Stored items from a collection:
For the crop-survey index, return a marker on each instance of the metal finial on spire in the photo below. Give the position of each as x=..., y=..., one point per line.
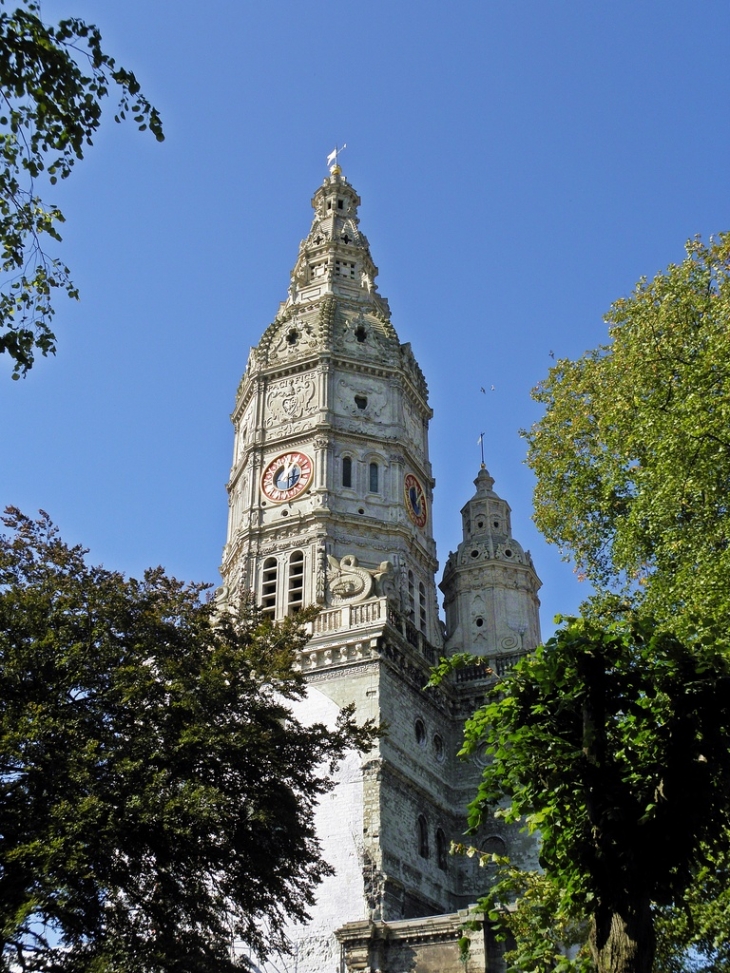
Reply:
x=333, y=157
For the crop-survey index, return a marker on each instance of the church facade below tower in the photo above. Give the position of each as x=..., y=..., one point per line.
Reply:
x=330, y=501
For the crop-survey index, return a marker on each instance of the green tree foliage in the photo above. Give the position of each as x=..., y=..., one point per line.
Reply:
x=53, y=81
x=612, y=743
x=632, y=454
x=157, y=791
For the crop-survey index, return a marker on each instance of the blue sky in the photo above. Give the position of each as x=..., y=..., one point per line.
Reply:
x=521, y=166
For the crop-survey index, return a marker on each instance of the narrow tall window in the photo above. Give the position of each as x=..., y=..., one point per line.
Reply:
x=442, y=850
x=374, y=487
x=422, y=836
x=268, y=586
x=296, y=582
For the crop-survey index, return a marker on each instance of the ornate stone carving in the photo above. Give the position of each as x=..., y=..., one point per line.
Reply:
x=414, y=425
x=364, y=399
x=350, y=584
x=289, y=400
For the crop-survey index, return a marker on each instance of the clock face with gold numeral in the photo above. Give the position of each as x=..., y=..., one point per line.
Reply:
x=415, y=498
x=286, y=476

What this task involves
Copy the records above from their start through the line that contains "x=296, y=582", including that line. Leave the pictures out of your copy.

Result for this exercise
For the crop-survey index, return a marker on each instance of the metal finial on spire in the photo below. Give the position of each as x=..., y=..., one point per line.
Reply:
x=333, y=157
For the crop-survey index, return a marker on each instance of the church facade below tower in the photo above. Give the position of each as x=..., y=..., one point per line.
Reply:
x=330, y=501
For the crop-survey index, return a marker on each instance of the green tree foliage in the photo above. Give the position of each as x=..., y=..., one point per line.
Reply:
x=53, y=81
x=612, y=743
x=632, y=454
x=157, y=791
For the crop-survey index, return a marker on each instance of the blue sky in the photo above. Give the position of each as x=..., y=..., one point per line.
Reply:
x=521, y=166
For the crop-survey index, return a marker on each instance of the narrow tall window in the photo above. Give the position of each as x=..., y=..., one point per line.
Reply:
x=442, y=850
x=374, y=487
x=422, y=836
x=268, y=586
x=296, y=582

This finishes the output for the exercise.